--- START ---
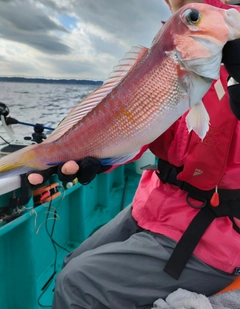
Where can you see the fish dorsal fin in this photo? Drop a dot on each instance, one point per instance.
(120, 71)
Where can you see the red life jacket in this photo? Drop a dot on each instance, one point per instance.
(206, 160)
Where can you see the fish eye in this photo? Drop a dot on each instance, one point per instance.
(192, 16)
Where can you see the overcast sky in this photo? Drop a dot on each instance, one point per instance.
(80, 39)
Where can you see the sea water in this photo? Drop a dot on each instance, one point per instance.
(33, 103)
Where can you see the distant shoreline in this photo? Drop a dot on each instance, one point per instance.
(50, 81)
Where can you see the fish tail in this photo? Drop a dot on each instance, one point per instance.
(19, 162)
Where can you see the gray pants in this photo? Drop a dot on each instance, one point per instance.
(121, 267)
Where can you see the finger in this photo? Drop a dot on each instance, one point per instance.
(70, 168)
(35, 179)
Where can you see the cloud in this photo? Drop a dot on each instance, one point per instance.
(73, 38)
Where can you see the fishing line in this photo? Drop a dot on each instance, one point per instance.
(51, 210)
(4, 140)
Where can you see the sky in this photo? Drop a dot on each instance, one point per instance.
(80, 39)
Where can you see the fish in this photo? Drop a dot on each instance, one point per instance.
(147, 91)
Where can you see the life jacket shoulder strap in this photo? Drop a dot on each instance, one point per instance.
(229, 206)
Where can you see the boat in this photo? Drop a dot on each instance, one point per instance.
(38, 228)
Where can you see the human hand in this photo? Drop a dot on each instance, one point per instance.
(85, 171)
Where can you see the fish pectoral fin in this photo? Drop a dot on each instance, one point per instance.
(197, 120)
(119, 160)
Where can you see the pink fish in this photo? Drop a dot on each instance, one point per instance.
(146, 92)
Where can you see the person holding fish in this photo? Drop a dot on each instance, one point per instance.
(182, 229)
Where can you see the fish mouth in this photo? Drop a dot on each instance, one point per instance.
(232, 19)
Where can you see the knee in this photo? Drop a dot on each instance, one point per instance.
(71, 287)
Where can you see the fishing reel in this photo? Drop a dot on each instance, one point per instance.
(17, 142)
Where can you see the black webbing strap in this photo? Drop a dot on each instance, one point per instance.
(188, 242)
(229, 206)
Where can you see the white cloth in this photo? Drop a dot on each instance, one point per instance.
(183, 299)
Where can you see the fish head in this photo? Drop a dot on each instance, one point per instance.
(197, 34)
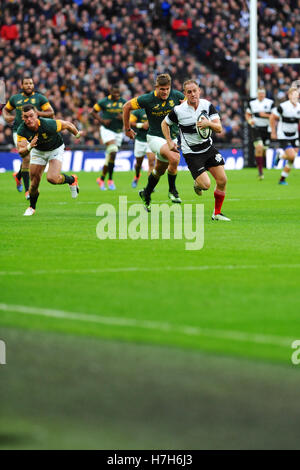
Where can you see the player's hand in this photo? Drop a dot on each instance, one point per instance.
(172, 146)
(203, 123)
(131, 134)
(10, 119)
(273, 136)
(33, 143)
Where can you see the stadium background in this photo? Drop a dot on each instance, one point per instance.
(78, 385)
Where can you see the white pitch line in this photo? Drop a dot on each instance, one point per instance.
(150, 325)
(129, 269)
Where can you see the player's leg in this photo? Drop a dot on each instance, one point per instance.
(218, 172)
(137, 168)
(290, 154)
(25, 174)
(173, 158)
(153, 179)
(54, 176)
(259, 156)
(151, 161)
(36, 172)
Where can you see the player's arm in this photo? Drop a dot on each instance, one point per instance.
(24, 146)
(139, 125)
(165, 127)
(46, 110)
(69, 126)
(7, 113)
(127, 108)
(273, 124)
(95, 113)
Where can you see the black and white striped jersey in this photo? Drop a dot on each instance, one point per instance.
(289, 116)
(186, 116)
(256, 106)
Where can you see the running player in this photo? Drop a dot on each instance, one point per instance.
(16, 102)
(157, 104)
(110, 118)
(257, 115)
(284, 123)
(42, 139)
(199, 152)
(138, 120)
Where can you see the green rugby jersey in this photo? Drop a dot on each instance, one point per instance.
(20, 99)
(109, 110)
(49, 137)
(139, 115)
(157, 109)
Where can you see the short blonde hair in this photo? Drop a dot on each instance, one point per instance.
(163, 79)
(189, 82)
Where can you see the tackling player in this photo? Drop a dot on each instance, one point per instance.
(110, 118)
(138, 120)
(284, 123)
(157, 104)
(16, 102)
(200, 154)
(42, 139)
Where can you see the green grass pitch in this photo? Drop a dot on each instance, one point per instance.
(141, 343)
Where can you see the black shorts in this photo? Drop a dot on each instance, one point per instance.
(200, 162)
(261, 134)
(294, 143)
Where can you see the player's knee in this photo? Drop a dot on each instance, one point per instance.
(52, 179)
(221, 181)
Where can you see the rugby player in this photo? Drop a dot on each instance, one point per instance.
(41, 137)
(157, 104)
(284, 123)
(138, 120)
(200, 154)
(108, 112)
(257, 115)
(44, 109)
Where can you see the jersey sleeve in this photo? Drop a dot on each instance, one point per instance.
(97, 107)
(10, 104)
(213, 113)
(21, 134)
(133, 117)
(171, 118)
(58, 125)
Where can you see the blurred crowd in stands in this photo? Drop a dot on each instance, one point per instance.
(76, 49)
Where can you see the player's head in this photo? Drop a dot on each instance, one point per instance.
(293, 95)
(191, 91)
(27, 85)
(261, 94)
(115, 92)
(163, 85)
(29, 115)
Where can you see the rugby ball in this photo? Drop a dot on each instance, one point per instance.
(206, 132)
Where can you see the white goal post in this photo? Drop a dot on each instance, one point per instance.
(254, 60)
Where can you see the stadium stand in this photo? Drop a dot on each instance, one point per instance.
(77, 49)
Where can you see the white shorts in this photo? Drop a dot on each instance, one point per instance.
(107, 135)
(42, 157)
(155, 144)
(141, 148)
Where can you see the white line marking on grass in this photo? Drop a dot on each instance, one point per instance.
(129, 269)
(149, 325)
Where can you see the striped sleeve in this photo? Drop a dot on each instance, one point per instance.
(171, 118)
(97, 108)
(58, 125)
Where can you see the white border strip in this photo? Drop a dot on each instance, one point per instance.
(150, 325)
(221, 267)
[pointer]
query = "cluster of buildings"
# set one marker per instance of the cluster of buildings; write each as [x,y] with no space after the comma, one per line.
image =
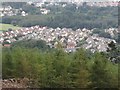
[66,38]
[77,2]
[9,11]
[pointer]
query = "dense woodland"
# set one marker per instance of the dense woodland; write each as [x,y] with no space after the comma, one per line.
[69,16]
[54,68]
[58,69]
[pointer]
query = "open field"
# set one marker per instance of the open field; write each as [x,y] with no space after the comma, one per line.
[7,26]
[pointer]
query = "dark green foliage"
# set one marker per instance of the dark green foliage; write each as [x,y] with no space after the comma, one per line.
[58,69]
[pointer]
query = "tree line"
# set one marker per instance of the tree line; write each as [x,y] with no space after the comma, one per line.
[58,69]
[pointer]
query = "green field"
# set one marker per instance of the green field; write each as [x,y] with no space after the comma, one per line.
[5,27]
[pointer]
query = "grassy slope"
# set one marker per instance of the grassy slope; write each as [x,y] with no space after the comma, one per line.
[7,26]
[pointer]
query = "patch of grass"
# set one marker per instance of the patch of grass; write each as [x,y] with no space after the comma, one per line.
[4,27]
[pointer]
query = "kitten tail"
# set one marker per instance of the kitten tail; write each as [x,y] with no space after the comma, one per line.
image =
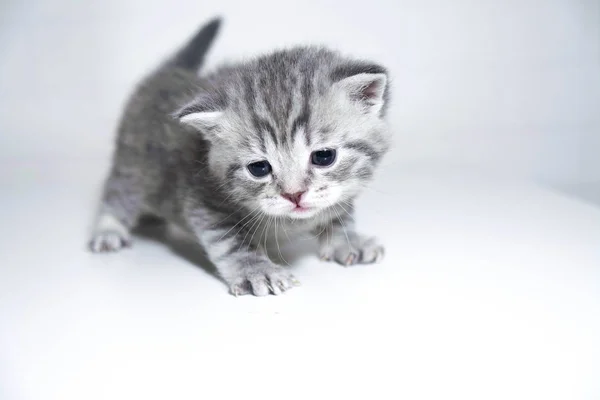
[191,56]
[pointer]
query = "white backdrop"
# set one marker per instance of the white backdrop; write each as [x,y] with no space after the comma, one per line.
[511,86]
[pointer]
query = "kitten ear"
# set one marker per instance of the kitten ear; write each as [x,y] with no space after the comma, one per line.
[199,117]
[204,113]
[365,84]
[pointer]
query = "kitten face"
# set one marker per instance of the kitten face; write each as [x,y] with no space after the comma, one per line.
[297,140]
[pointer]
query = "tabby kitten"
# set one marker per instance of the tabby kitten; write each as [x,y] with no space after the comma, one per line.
[279,144]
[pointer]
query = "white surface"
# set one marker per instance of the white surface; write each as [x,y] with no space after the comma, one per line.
[490,290]
[510,86]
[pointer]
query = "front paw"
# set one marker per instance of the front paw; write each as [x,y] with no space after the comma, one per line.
[262,279]
[352,250]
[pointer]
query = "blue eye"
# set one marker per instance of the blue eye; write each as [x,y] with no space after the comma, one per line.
[260,168]
[323,158]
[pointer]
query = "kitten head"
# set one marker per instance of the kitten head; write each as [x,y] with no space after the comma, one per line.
[295,132]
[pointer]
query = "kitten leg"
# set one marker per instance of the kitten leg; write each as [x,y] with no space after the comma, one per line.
[340,243]
[120,209]
[245,267]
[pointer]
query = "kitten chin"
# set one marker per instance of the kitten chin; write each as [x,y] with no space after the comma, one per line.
[303,127]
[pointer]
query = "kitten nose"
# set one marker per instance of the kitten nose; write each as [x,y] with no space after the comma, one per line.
[293,197]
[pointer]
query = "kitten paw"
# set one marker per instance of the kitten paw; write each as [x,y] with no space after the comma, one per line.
[108,241]
[352,251]
[263,280]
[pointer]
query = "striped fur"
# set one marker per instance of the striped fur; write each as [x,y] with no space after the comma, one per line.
[184,144]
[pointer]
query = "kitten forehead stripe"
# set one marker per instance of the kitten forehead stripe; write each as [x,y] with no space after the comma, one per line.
[365,148]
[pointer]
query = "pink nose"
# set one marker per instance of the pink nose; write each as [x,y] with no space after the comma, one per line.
[293,197]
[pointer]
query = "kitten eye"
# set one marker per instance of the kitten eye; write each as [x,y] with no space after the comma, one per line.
[260,168]
[323,158]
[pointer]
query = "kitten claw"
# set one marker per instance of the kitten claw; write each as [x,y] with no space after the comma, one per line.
[264,280]
[356,250]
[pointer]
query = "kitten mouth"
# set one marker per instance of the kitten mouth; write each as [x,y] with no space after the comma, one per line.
[300,209]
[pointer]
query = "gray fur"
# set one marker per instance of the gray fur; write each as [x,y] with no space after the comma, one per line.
[185,141]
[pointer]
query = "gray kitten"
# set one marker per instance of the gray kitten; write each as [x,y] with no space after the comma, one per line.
[279,144]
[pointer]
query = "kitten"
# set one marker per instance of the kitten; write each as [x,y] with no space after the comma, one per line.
[281,143]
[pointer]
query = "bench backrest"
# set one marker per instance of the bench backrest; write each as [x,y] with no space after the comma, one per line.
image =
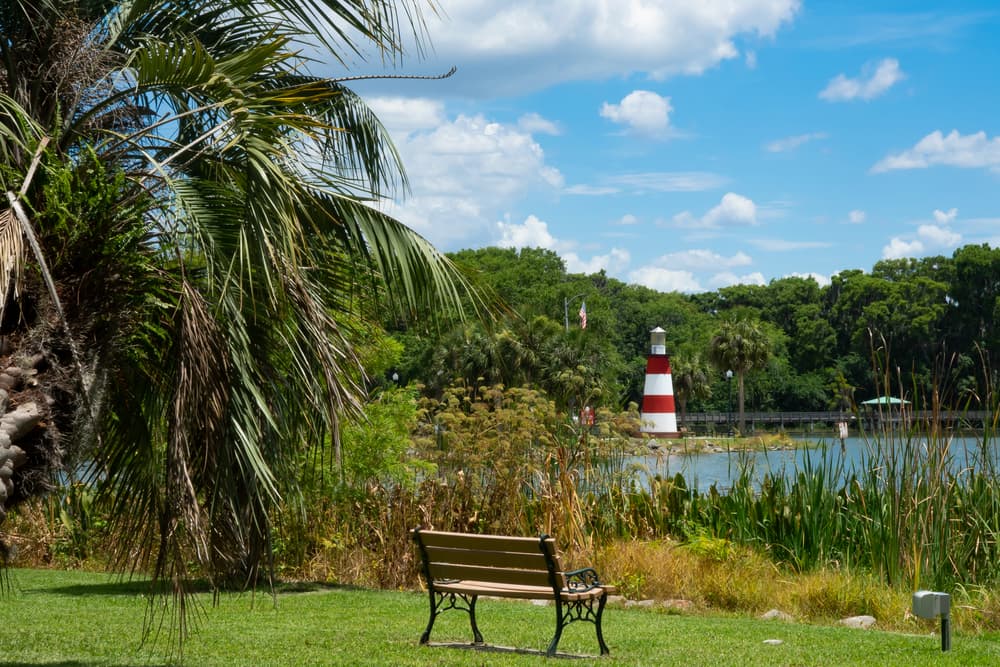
[530,561]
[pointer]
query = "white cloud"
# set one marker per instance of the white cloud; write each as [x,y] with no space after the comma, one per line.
[642,111]
[727,279]
[785,245]
[676,271]
[534,123]
[522,45]
[930,238]
[820,279]
[463,173]
[591,190]
[945,217]
[734,209]
[665,280]
[952,150]
[403,115]
[533,233]
[791,143]
[615,261]
[899,248]
[868,86]
[936,236]
[669,181]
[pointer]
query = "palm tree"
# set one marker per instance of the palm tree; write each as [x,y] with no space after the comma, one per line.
[184,248]
[690,378]
[740,345]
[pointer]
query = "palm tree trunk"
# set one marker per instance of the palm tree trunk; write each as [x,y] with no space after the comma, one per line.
[739,392]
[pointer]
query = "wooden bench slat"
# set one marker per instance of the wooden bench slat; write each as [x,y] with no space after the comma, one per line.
[508,559]
[482,542]
[518,591]
[493,574]
[460,564]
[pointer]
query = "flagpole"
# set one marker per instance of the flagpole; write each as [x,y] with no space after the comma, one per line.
[566,308]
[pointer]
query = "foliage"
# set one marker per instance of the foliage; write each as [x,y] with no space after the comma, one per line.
[740,345]
[200,297]
[87,618]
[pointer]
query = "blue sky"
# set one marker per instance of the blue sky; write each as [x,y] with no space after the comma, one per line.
[689,145]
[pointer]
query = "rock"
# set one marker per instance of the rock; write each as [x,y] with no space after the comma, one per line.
[639,603]
[860,622]
[680,605]
[776,615]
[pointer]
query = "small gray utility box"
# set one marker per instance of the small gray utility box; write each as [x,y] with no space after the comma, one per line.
[931,604]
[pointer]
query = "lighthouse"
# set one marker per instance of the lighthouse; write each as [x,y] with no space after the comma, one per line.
[658,414]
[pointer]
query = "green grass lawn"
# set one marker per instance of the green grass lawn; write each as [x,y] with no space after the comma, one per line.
[76,619]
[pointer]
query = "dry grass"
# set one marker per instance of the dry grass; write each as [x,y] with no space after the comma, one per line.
[714,574]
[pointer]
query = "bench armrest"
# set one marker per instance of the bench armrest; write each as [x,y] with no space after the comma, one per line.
[585,579]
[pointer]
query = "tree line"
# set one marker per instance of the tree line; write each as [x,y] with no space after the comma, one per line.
[792,344]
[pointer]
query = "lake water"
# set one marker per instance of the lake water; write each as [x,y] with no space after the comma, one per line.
[702,470]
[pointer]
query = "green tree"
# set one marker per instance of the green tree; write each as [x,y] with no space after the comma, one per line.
[740,345]
[179,260]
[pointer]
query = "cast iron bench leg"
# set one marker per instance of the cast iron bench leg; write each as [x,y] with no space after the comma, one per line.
[600,634]
[559,624]
[430,622]
[472,620]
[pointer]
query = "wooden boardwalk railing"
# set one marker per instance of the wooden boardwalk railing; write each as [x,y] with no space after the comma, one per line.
[972,418]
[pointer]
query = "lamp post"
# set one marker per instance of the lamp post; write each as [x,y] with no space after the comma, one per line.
[729,383]
[566,301]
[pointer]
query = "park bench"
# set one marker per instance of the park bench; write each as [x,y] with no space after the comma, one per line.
[460,567]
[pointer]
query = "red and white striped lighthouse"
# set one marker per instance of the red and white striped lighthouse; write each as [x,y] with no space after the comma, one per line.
[658,414]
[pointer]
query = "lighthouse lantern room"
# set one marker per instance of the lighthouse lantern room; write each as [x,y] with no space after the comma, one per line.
[658,416]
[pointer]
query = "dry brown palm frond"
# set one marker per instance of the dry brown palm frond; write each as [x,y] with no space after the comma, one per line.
[11,258]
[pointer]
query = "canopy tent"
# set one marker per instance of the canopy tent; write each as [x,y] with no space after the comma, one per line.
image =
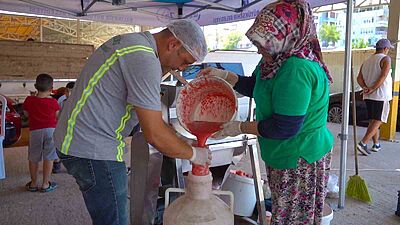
[205,12]
[146,12]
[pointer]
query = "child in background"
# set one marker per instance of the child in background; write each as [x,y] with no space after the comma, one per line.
[42,112]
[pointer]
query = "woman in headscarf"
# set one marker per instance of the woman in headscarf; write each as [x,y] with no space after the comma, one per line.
[291,89]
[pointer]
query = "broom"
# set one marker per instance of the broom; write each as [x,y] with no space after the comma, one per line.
[356,186]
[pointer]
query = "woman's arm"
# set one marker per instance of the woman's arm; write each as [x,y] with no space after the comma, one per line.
[279,127]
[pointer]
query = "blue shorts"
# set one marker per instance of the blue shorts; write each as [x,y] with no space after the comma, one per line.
[41,145]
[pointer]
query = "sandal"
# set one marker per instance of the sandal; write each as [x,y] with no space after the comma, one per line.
[52,186]
[29,188]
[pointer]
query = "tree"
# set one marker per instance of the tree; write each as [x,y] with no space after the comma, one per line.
[232,40]
[329,33]
[359,43]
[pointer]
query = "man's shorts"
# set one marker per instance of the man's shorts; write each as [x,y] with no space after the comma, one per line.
[378,110]
[41,145]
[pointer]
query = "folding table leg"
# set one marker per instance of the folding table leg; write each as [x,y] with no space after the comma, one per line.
[255,166]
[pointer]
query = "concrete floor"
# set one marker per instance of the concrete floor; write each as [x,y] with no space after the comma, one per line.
[381,172]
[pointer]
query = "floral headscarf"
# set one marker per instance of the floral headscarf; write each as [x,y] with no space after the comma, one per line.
[284,29]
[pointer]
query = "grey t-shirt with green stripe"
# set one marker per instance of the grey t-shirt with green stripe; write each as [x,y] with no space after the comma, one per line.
[123,73]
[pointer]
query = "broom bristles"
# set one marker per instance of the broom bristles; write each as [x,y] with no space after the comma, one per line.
[357,189]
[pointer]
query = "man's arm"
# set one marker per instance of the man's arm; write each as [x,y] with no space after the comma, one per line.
[161,136]
[385,65]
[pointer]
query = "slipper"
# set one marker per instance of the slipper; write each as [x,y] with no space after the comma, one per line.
[52,186]
[29,188]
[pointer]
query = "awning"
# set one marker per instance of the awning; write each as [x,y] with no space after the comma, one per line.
[145,12]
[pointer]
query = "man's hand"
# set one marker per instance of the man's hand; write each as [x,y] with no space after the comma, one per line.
[201,156]
[367,90]
[229,129]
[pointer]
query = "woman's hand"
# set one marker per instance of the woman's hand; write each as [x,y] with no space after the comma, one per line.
[228,76]
[232,129]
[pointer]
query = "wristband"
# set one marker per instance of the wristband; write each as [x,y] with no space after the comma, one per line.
[225,75]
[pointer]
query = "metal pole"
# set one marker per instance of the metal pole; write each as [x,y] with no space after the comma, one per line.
[78,31]
[41,29]
[345,106]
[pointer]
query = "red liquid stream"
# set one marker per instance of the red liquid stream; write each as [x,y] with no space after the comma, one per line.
[202,130]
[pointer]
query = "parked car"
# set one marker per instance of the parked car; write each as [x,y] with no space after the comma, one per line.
[13,124]
[335,113]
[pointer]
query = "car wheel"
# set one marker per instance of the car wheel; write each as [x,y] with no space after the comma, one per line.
[335,113]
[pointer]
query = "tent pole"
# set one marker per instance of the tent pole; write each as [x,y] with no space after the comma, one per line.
[345,106]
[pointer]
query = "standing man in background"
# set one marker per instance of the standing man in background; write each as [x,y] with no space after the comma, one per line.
[118,88]
[377,88]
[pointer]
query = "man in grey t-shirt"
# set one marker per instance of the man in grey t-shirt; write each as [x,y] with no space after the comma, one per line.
[118,88]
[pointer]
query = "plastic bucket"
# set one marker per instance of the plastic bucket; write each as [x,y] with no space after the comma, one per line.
[202,106]
[327,215]
[244,192]
[209,99]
--- END ---
Problem statement
Which lines of the data contain the word "backrest"? Copy each one.

Solution to the problem
query = "bench backrest"
# set one marker per instance of the bench backrest; write each as [x,y] with no space after the comma, one per line.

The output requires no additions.